**DATASET ROWS**:
★ ★ ★ ★ ★ ★ ★
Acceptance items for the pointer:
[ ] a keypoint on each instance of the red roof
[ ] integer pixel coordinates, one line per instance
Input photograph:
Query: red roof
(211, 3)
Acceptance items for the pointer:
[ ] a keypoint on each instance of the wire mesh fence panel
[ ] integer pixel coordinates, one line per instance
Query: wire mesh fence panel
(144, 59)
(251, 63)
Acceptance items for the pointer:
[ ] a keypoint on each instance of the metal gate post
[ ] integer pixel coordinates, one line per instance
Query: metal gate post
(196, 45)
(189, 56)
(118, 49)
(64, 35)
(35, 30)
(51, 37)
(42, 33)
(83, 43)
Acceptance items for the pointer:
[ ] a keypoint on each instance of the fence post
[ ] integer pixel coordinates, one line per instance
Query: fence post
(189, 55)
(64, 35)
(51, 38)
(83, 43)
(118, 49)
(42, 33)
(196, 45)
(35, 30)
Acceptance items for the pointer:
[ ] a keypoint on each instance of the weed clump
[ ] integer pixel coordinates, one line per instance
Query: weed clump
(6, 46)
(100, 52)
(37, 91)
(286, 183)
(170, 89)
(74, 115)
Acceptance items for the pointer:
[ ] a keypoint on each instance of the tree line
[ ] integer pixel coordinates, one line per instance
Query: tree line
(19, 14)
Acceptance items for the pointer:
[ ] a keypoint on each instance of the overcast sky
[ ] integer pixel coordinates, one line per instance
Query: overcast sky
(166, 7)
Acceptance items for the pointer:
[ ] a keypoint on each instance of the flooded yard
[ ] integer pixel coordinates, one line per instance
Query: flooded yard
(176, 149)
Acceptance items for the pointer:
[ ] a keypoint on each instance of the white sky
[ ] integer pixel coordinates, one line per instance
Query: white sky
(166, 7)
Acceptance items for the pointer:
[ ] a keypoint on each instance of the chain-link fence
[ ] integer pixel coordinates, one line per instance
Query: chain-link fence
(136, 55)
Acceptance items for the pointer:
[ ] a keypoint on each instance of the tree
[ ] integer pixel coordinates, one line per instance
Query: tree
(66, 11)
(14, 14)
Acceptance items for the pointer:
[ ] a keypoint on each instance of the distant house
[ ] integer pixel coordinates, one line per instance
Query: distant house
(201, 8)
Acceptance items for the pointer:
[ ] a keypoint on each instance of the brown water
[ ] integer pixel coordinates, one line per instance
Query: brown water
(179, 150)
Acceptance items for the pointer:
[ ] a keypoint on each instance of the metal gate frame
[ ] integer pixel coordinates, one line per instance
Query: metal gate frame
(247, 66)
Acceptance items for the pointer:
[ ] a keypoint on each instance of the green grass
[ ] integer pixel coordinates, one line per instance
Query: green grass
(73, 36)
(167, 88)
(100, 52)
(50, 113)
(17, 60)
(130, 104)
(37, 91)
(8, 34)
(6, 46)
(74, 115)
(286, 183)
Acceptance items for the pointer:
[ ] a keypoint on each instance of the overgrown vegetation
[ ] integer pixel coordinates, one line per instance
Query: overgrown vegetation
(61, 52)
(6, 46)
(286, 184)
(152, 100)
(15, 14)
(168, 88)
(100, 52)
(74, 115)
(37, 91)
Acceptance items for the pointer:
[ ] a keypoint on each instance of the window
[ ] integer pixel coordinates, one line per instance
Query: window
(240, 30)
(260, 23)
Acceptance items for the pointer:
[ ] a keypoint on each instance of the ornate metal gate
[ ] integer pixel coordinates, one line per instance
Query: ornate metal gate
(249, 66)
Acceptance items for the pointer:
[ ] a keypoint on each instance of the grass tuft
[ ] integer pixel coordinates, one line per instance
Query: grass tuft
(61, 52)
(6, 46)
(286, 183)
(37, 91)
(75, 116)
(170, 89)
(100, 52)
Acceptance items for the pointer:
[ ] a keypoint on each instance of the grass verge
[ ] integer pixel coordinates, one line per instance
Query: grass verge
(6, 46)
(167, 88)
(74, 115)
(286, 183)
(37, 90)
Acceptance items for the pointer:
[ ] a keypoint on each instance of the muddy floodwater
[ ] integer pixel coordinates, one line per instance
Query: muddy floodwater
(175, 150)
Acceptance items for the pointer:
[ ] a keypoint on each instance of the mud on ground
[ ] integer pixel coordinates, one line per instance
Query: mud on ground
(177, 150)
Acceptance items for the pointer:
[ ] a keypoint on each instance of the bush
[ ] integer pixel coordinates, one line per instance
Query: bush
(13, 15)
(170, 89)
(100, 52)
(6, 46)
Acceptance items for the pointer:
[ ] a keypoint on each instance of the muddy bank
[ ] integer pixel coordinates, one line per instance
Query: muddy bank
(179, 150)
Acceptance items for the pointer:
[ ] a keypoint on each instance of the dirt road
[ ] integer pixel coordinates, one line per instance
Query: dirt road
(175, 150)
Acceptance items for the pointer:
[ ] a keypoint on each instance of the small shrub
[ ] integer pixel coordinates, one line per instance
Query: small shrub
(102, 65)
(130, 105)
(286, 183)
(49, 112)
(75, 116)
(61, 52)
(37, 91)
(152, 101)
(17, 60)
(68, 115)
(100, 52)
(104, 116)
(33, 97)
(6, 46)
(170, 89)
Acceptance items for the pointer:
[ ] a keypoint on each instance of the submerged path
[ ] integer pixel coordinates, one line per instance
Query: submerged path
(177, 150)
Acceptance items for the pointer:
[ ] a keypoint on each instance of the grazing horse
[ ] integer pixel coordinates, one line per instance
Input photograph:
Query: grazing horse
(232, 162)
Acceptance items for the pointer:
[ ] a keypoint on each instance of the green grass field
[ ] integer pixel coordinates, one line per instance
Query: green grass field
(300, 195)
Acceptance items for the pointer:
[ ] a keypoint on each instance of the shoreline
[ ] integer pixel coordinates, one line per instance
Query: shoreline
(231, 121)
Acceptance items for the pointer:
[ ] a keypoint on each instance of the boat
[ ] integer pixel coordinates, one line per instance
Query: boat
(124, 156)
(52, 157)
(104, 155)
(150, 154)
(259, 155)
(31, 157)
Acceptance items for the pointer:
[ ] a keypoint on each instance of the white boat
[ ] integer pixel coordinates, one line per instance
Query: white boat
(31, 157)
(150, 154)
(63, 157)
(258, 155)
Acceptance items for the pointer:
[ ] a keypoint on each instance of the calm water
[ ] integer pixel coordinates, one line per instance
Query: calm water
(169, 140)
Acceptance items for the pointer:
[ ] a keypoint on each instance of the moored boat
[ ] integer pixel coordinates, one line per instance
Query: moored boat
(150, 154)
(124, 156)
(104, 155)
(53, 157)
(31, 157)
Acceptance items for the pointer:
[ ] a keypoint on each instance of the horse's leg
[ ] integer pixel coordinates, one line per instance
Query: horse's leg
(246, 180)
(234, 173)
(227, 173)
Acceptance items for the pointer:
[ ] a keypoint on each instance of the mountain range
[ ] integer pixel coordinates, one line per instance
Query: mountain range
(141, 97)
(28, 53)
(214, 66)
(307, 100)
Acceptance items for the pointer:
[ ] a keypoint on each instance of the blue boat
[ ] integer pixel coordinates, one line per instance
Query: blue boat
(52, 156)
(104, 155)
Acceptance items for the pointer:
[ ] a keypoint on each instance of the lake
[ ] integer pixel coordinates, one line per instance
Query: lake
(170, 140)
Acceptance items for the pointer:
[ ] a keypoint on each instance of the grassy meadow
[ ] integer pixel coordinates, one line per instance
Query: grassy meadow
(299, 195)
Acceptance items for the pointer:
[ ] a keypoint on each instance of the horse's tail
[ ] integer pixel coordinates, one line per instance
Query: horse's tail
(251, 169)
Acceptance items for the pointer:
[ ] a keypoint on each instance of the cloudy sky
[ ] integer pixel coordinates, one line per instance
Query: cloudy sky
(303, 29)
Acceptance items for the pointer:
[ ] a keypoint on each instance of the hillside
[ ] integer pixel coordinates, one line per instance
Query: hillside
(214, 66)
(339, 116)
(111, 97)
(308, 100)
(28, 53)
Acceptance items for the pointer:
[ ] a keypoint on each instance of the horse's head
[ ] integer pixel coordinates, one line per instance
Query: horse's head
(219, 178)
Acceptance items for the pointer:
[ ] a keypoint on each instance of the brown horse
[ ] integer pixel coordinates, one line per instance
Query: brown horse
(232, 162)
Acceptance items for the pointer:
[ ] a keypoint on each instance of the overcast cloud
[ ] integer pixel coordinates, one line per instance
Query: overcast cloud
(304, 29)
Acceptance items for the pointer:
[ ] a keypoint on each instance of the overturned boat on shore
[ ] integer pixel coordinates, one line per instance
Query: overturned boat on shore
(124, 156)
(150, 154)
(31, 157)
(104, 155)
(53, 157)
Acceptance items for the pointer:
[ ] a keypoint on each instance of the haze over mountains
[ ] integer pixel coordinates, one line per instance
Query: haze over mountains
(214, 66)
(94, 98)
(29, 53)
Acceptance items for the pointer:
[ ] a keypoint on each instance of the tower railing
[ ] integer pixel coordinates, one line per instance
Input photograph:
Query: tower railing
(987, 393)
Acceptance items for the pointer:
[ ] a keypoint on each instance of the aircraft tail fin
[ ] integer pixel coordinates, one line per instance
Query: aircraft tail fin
★ ★ ★ ★ ★ ★ ★
**WRITTEN EXERCISE**:
Can you pull out every line of the records above that contains the string "chain", treating case as significant?

**OUTPUT BELOW**:
[ ] a keypoint on each instance of the chain-link fence
Query: chain-link fence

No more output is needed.